### DESCRIPTION OF THE TASK:
Please return every line of the records below that contains the word "sign".
Start of Block
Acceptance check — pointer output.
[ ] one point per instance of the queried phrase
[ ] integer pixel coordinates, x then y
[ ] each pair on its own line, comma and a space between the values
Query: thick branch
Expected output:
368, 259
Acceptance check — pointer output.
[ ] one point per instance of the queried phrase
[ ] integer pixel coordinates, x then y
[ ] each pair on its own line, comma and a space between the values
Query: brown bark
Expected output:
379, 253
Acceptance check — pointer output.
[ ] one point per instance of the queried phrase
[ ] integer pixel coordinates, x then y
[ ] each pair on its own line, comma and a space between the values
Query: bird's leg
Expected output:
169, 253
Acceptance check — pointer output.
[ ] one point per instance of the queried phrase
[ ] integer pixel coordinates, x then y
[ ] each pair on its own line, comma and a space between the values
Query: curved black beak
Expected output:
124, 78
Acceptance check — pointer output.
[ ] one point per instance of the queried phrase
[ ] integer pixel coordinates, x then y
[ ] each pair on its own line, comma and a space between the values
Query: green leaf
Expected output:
End of Block
Start of Block
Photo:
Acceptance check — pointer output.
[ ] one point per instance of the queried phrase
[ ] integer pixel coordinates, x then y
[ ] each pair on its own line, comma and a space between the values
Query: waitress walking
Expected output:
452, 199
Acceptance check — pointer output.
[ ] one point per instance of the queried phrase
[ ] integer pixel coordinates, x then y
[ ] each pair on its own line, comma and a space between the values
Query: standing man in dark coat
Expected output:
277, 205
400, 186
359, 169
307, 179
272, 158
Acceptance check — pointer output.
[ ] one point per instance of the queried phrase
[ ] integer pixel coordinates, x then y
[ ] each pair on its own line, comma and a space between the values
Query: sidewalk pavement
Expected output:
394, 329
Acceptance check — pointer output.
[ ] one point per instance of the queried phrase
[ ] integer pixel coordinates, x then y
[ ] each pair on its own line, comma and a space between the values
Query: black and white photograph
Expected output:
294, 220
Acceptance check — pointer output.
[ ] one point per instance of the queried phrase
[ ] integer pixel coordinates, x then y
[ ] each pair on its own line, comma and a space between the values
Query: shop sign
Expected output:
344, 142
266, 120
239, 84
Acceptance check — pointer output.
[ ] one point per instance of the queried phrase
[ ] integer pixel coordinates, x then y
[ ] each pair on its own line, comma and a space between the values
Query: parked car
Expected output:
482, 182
End of Block
Start of Block
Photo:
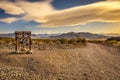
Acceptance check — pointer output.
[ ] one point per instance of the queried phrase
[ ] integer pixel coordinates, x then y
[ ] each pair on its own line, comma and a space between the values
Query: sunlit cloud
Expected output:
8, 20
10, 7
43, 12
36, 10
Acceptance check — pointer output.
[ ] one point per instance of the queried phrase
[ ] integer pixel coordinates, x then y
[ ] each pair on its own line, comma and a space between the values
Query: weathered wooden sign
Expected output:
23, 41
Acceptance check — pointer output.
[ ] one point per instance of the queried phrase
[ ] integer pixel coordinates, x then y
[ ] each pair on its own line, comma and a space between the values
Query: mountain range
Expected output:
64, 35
End of Block
### WRITTEN SOLUTION:
Query: shop sign
Query: weathered wooden sign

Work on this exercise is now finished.